## Page excerpt
Tate v. Wabash R. Co.
Decision Date | 04 May 1908 |
Parties | TATE v. WABASH R. CO. |
Court | Missouri Court of Appeals |
Appeal from Circuit Court, Macon County; Nat. M. Shelton, Judge.
Action by Ella Tate against the Wabash Railroad Company. Judgment for defendant, and plaintiff appeals. Affirmed.
John T. Barker, for appellant. Guthrie & Franklin, for respondent.
Plaintiff alleges in her petition that on September 6, 1904, she was injured while a passenger on one of defendant's trains by the derailment of the coach in which she was riding; that in October afterward she entered into a contract with defendant by the terms of which, in part consideration for and release and satisfaction of her claim for damages, defendant agreed to provide her and her family during her natural life with free transportation over its railroad system; that defendant did furnish such transportation until July, 1907, when it notified plaintiff of its intention not to comply with the agreement in the future; and that it thereafter refused the request of plaintiff for such free transportation. The amount of the damage sustained in consequence of the discontinuance of the service is placed at $4,000, for which sum judgment is prayed. The answer pleads a written contract of settlement duly executed by plaintiff, which by its terms provided for the full satisfaction of plaintiff's demand on the sole consideration of the payment of $5,800 in money. The reply is a general denial. At the trial defendant objected to the introduction of any evidence on the grounds (1) that the petition does not state a cause of action; and (2) because the pleadings show an absolute and conclusive adjustment and final settlement of the matter in dispute between the plaintiff and defendant, that the answer and release pleaded is a valid, binding, and complete release and satisfaction of the entire matter in dispute or involved in this suit, and that the release and answer is traversed by no competent reply. The objection was sustained. Plaintiff took a nonsuit, with leave to move to set the same aside, and in due course of procedure brought the case here by appeal.

Stored data entries:
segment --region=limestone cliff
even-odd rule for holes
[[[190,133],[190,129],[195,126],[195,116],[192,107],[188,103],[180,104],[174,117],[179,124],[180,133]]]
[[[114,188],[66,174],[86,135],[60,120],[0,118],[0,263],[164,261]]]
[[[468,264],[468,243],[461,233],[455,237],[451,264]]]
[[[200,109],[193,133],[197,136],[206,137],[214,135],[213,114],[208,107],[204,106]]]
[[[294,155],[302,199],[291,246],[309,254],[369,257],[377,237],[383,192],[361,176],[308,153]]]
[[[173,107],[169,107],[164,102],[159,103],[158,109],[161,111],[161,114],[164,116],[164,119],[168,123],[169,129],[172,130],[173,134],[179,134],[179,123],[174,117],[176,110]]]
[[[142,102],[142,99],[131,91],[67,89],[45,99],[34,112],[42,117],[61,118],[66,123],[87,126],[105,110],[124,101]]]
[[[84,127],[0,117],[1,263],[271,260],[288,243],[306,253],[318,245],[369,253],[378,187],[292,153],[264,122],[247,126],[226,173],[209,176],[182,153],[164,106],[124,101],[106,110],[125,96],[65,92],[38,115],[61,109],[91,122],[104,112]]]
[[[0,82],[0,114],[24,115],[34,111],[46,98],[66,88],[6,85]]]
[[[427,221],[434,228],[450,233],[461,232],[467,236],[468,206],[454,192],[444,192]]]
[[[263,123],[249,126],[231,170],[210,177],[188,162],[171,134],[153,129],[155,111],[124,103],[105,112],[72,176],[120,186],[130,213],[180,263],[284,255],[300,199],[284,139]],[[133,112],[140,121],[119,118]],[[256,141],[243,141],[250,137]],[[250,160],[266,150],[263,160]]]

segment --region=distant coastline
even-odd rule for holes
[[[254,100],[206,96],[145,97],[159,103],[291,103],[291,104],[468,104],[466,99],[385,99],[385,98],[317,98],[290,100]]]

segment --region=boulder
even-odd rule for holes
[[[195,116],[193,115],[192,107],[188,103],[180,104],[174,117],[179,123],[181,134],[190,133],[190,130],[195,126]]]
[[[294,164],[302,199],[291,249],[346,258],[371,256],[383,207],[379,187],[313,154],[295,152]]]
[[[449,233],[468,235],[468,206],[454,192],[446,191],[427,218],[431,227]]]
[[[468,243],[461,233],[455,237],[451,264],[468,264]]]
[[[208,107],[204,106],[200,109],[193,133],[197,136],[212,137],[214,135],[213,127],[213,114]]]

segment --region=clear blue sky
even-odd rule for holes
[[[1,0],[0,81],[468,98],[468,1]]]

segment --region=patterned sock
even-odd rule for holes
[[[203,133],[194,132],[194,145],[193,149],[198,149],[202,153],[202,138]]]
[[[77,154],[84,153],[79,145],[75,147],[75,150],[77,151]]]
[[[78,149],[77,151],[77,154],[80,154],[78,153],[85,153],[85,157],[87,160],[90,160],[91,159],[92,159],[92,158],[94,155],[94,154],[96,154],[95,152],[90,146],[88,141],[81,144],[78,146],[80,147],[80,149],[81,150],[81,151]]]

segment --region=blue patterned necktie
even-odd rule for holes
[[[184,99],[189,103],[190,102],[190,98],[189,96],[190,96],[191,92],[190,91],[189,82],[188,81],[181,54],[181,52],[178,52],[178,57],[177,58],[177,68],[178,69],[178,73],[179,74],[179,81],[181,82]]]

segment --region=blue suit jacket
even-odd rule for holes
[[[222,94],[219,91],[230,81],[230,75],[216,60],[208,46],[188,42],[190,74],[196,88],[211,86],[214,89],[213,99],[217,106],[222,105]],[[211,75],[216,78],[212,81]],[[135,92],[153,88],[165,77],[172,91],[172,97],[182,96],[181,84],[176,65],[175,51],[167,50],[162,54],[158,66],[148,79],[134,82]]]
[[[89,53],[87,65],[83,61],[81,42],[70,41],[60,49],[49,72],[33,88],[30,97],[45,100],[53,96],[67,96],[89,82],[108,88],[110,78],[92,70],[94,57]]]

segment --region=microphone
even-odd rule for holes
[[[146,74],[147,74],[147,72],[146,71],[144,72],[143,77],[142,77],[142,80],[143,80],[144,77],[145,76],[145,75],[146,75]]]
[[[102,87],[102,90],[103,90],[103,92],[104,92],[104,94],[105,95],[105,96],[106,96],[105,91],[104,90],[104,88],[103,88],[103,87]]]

## Challenge 1
According to the Tate v. Wabash case summary, what was the sole consideration named in the written settlement contract pleaded in the answer?
## Challenge 2
Please carry the Tate v. Wabash case summary forward from its final sentence.

## Response 1
The payment of $5,800 in money.

## Response 2
We think the effect of plaintiff's failure to deny under oath in her reply the execution of the written contract pleaded in the answer was to admit the execution of that instrument. The contract is attached to the answer as an exhibit, and, while it is true, as plaintiff contends, that an exhibit attached to a pleading is no part of the pleading, and until introduced in evidence should not be considered as being before the court, still we find that all of the contractual elements embodied in the instrument are sufficiently stated in the answer for us to refer as a matter of convenience to the instrument itself for a clear and concise statement of its terms. The contract is as follows: The object of the action is not to set aside the contract of settlement on account of duress, fraud, or mistake, but to enforce a parol agreement alleged to have been made contemporaneously with the agreement reduced to writing and signed by the plaintiff. It is the contention of plaintiff...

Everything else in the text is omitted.